# start of Extract to read

15+ Year Contributor
482
3
May 12, 2004
Colorado Spring, Colorado
I've got a forge 1g bov on my setup. 2.4, G50, methanol, 23psi. The spring that was in there was the yellow 10-12 psi spring. I put in the red 18-20 psi spring and nothing changed. I think it may have helped a little but it probably didn't. Here's a link to the forge springs Forge Motorsport

Question is, should I switch to a Tial 50mm? Next on my list is a Spearco bar and plate to replace the Godspeed tube and fin. Soon after that will be a PTE 60trim. What do you guys think?
 
I think you should search the difference between BOV flutter and actual compressor surge. Chances are with your 2.4L your not experiencing compressor surge, most likely bov flutter. Those bolt on mitsu turbos are prone to surging, just something you gotta deal with, if its actual comp. surge theres two ways to deal with it. One being goto a bigger hotside, the other try a port shrouded cover.
 
I ended up searching last night. Apparently most guys using forge bovs experience flutter. Also, if I was experiencing surge the car would buck in between shifts right? Not just make the fluttering noise.
 
My forge BOV does not surge or flutter, I am using the yellow spring(15-23 psi) I believe...Make sure to do a boost leak test and see if its leaking where the bov meets the flange, the older forge's had that problem and can be fixed for free if you contact forge.
 
I'll check. The gasket looked good when I took it off the other day. Where did you get your bov from? When they sent mine from extremepsi they didn't note which spring set came with it. They list a valve spring tuning kit and a dump valve spring kit. Each has different spring rates for the different color springs.

# end of Extract to read
# start of Provided records

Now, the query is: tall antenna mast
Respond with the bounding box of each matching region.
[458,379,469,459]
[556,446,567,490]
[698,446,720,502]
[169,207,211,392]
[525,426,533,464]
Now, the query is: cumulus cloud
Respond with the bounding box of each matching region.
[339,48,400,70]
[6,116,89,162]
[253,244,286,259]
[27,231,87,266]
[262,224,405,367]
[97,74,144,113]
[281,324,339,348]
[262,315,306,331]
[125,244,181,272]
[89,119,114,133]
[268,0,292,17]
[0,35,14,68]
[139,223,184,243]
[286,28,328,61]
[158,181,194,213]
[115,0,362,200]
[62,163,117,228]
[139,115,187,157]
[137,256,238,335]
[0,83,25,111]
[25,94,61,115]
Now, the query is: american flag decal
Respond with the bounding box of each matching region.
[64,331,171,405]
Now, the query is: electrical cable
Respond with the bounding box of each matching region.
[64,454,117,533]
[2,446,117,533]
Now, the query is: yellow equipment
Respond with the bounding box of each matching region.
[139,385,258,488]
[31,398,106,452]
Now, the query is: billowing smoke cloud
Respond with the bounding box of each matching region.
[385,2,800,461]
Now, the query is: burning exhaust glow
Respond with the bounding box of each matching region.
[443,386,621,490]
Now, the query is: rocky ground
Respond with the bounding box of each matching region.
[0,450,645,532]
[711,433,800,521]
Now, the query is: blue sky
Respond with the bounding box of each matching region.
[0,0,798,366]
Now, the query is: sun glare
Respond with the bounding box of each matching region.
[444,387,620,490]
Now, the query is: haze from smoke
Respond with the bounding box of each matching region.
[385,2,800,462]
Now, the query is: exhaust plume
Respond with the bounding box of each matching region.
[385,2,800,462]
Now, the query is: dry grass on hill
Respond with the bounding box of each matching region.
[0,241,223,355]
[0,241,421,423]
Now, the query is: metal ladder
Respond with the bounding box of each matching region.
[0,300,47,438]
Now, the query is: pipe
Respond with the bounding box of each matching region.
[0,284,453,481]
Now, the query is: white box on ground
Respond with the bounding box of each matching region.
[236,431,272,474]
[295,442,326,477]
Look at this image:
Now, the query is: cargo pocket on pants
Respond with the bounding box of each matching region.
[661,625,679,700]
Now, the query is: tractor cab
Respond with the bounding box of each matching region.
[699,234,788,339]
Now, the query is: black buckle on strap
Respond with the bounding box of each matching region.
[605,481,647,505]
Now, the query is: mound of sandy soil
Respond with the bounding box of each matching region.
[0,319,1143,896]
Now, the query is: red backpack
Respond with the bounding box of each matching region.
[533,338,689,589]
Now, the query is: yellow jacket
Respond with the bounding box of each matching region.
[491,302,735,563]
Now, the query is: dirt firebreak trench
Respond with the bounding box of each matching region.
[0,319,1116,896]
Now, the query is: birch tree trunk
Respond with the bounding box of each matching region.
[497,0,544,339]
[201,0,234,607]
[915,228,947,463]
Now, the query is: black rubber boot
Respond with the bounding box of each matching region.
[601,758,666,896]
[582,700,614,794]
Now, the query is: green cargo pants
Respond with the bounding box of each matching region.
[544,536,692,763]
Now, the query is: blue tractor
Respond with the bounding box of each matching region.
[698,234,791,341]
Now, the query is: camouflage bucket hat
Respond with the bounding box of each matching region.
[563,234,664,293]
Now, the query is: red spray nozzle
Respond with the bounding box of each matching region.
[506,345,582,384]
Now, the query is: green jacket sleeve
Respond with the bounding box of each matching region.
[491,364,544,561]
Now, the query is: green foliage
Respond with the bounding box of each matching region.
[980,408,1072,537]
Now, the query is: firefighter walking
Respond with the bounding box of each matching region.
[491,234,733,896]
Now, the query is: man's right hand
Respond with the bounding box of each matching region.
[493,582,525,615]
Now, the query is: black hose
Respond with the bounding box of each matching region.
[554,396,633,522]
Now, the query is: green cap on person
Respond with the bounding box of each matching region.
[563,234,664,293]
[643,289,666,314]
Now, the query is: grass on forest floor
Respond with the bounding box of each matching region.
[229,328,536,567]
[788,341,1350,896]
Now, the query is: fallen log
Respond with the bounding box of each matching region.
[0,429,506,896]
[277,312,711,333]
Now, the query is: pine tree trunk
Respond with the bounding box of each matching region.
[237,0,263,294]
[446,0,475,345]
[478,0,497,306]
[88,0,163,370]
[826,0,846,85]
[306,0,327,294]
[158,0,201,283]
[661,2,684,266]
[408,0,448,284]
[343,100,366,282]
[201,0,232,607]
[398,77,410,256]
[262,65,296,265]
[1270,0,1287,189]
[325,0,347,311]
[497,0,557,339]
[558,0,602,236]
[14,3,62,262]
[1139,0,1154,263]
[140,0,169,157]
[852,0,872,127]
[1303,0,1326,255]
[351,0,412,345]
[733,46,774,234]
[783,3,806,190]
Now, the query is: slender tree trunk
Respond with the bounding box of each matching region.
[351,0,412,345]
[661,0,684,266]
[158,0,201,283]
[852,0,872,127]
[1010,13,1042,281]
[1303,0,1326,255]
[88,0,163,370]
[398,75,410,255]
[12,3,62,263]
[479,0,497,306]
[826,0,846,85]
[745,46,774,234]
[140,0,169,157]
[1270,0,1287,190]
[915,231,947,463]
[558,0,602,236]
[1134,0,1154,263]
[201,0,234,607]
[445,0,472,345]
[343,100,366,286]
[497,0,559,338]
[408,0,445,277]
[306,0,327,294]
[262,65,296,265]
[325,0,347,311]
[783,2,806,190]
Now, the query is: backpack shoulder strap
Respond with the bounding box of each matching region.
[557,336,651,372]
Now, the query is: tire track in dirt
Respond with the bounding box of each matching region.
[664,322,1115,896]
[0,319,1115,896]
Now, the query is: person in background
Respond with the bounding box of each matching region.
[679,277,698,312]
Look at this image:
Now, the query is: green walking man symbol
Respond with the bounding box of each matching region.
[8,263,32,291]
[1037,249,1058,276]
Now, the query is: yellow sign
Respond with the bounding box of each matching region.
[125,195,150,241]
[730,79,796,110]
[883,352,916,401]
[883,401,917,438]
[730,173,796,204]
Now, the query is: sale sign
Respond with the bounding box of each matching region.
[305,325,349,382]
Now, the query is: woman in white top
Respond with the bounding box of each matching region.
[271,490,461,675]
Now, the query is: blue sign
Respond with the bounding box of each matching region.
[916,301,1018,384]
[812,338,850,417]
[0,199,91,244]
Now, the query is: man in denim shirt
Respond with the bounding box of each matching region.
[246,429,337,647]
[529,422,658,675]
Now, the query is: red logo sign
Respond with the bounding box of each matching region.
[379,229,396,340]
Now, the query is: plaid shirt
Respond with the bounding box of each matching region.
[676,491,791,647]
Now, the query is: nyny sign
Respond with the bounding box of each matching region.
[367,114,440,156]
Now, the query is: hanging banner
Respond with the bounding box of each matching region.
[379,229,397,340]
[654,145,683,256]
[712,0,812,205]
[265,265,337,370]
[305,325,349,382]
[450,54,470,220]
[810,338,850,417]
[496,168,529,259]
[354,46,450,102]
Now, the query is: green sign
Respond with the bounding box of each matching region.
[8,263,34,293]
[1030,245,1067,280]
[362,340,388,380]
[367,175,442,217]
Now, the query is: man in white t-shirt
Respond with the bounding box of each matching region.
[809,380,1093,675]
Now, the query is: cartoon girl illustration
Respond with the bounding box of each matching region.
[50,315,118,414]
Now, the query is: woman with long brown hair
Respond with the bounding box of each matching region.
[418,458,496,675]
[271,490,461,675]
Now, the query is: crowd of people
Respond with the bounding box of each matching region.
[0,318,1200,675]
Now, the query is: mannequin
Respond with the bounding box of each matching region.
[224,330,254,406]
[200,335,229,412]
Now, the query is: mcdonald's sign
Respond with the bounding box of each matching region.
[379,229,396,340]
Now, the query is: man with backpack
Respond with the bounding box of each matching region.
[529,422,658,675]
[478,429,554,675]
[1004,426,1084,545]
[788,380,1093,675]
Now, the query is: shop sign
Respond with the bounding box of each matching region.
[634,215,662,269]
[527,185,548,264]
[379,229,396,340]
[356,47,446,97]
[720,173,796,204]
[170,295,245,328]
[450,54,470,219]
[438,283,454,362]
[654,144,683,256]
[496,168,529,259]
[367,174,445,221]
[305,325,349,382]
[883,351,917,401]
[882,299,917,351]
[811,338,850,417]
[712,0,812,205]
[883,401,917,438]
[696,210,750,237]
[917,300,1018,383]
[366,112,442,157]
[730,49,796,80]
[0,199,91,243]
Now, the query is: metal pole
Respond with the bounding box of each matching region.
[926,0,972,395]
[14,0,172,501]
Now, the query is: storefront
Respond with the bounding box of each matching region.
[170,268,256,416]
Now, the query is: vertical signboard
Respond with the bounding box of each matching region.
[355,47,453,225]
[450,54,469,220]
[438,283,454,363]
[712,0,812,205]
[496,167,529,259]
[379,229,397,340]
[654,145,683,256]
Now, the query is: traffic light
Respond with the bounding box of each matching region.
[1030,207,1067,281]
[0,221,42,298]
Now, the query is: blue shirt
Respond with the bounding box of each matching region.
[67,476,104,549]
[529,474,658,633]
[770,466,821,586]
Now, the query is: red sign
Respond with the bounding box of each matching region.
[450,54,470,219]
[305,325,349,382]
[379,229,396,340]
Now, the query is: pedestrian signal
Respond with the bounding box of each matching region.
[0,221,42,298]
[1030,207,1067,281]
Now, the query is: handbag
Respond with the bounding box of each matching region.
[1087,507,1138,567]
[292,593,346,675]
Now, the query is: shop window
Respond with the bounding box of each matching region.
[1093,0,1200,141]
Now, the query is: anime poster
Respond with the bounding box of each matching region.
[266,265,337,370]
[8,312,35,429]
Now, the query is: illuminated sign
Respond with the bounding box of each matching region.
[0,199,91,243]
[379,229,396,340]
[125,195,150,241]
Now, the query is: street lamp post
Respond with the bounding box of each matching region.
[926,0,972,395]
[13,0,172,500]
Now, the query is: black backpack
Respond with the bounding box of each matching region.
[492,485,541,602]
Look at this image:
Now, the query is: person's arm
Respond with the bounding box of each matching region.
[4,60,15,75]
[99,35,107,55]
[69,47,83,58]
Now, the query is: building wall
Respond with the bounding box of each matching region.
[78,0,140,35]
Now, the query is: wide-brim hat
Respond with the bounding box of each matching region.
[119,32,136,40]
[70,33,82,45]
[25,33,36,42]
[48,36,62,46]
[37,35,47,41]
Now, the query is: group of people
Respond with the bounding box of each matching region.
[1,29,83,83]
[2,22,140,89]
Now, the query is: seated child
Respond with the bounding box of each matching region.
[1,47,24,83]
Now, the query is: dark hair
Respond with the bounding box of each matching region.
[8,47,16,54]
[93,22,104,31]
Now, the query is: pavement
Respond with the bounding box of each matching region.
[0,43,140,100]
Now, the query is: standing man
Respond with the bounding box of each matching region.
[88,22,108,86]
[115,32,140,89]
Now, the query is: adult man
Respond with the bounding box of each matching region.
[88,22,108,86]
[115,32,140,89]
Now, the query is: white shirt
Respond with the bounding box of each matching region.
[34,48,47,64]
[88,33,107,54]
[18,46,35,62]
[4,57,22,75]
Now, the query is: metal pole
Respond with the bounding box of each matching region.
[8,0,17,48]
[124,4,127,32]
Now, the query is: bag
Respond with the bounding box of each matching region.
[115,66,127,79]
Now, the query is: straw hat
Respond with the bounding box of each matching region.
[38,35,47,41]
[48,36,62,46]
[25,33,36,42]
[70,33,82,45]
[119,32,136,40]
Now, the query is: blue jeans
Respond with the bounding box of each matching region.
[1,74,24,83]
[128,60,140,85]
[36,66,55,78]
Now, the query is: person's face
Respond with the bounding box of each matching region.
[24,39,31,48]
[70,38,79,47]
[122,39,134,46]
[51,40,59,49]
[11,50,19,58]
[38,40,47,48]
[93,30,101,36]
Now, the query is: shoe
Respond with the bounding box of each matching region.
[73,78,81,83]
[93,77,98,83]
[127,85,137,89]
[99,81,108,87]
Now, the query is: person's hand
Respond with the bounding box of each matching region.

# end of Provided records

**Problem set:**
(1) Reproduce everything from the start of the records down to the line containing "[525,426,533,464]", including that line.
(2) Write the next part of the forum thread about the Forge blow-off valve, picking up after its last post.
The forum thread and the records have no connection to each other.

**Responses by task:**
(1)
Now, the query is: tall antenna mast
Respond with the bounding box of each matching region.
[458,379,469,459]
[556,446,567,490]
[698,446,720,502]
[169,207,211,392]
[525,426,533,464]

(2)
It's during shifts. I've got a 23psi spring in my Tial wg but my gauge only goes to 22. So during compressor surge the bov opens prematurely? What could happen if my bov has too stiff a spring in it? When I changed from the lowest rated spring to the highest the whistleing flutter noises seemed further apart inbetween shifts.
 
Compressor Surge happens when the turbo spools to soon and is trying to force more air into the motor than it can ingest. The air back's up in the IC pipes and slams into the spinning compressor wheel, causing a bucking and chooo choo choo sound.
 
I highly highly doubt your experiencing compressor surge on a 2.4L engine, most cases are only with 2.0L engines. The extra displacement is going to help curse compressor surge because it can ingest more air at lower rpms, do a boost leak check. If that checks out fine, look into the BOV. If theres a two stiff of a spring in the bov, during shifts the bov wont open or wont open enough and youd get the same "cho cho cho" noise as actual compressor surge.
 
I went from the softest spring to the stiffest and nothing changed. Bov flutter?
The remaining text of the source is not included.